Data provided
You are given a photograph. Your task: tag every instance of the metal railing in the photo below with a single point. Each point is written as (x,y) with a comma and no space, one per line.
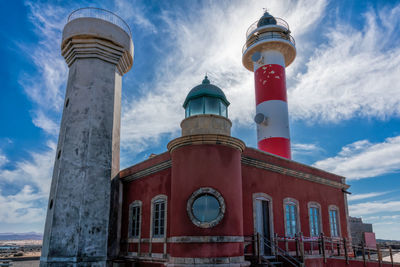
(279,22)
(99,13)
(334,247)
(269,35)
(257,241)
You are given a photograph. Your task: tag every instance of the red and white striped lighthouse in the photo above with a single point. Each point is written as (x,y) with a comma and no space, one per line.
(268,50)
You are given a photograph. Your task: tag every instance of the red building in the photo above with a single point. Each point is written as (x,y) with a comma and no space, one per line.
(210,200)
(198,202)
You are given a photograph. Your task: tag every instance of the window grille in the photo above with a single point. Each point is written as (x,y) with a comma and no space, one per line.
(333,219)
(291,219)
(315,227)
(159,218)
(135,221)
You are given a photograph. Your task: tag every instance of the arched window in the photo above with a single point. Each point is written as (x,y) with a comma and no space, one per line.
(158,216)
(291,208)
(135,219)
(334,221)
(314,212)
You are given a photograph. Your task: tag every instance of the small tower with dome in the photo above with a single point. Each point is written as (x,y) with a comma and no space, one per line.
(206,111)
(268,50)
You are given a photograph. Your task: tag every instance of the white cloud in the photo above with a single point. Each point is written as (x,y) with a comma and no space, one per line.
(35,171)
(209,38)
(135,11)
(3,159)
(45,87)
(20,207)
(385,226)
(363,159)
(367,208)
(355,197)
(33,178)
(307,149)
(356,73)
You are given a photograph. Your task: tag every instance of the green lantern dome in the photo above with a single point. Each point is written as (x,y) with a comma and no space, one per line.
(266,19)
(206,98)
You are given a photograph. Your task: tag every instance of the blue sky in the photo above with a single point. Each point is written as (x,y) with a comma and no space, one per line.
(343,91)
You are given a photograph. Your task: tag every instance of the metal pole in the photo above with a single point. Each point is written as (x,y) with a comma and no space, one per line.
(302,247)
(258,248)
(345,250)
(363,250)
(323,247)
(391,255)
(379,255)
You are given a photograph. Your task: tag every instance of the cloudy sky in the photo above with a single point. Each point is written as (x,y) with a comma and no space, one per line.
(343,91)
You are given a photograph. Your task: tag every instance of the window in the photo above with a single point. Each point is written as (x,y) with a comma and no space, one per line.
---
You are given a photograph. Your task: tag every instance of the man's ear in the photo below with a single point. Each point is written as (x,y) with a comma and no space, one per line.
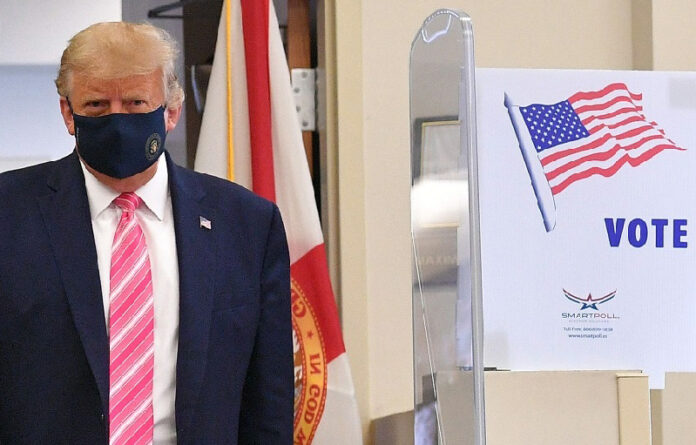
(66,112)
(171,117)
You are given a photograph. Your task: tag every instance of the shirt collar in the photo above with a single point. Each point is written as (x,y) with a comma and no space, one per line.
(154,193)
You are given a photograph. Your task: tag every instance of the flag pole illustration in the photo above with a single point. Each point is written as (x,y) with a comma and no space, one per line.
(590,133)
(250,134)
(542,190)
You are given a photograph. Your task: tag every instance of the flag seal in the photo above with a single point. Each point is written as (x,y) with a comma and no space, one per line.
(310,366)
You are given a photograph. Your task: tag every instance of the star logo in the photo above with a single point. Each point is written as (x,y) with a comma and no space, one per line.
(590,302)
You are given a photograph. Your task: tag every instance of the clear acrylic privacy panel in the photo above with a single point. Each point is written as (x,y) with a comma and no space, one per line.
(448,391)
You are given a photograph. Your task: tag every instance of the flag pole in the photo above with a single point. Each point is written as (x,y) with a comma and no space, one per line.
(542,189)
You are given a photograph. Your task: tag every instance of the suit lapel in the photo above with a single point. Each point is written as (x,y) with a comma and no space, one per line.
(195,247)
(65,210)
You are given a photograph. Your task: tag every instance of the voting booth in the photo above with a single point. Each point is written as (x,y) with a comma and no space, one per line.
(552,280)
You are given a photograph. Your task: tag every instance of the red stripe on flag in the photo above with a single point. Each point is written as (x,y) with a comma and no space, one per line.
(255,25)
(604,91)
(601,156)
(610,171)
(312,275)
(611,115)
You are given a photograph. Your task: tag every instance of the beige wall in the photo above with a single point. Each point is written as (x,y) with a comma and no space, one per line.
...
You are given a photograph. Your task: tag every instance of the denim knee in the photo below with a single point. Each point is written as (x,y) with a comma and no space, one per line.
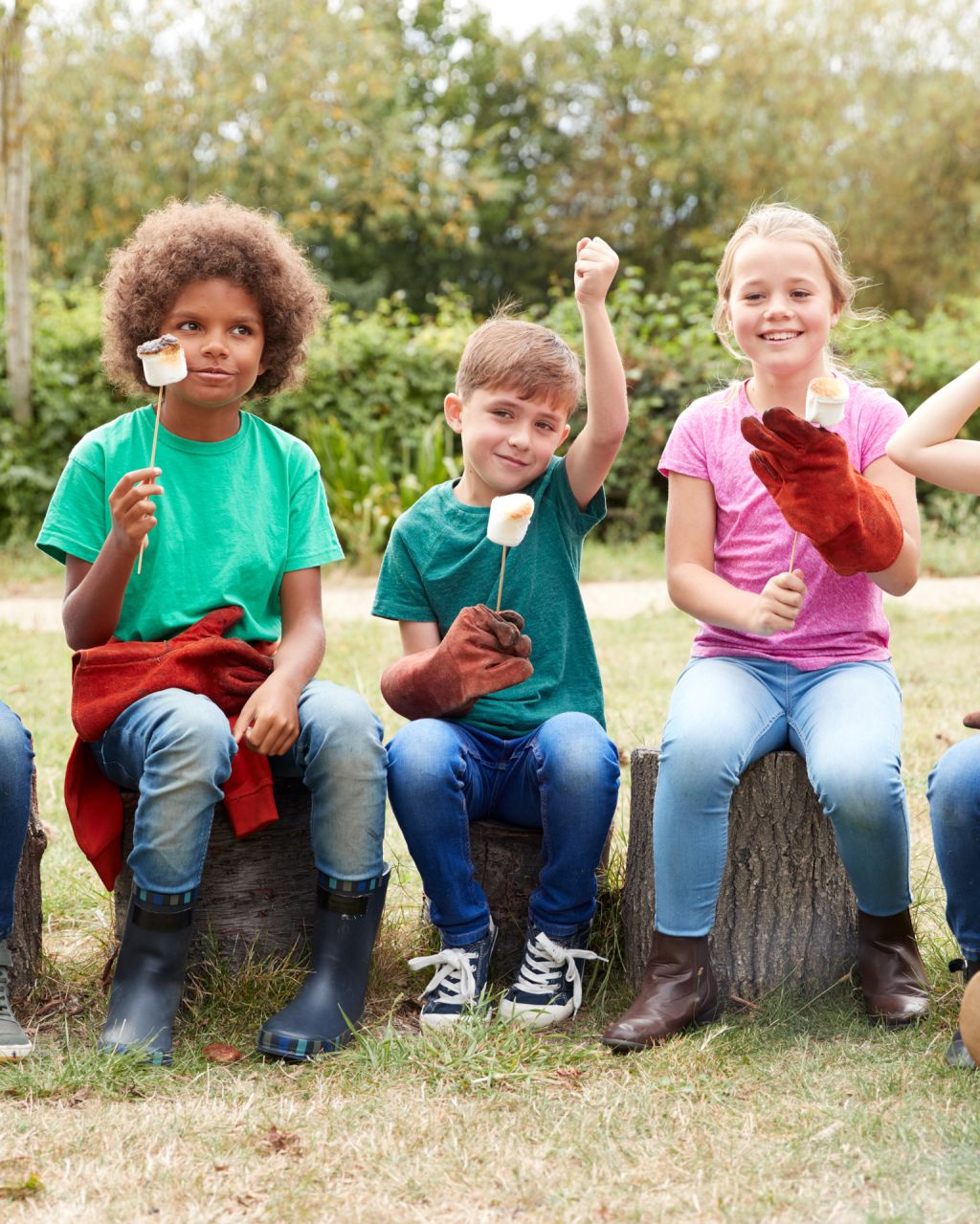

Exercise instructions
Pull out every line of the listing above that contains the word "metal", and copy each one in full.

Solution
You are given a photograph. Your task: tag every instance of the metal railing in the photo below with a single point. Each point is written as (x,y) with a comma and no space, one per line.
You are given a photograph. Your task: tag every instance of the metal pole in the photo above with a single point. Each point is written as (x,y) with a comma and no space, one per line.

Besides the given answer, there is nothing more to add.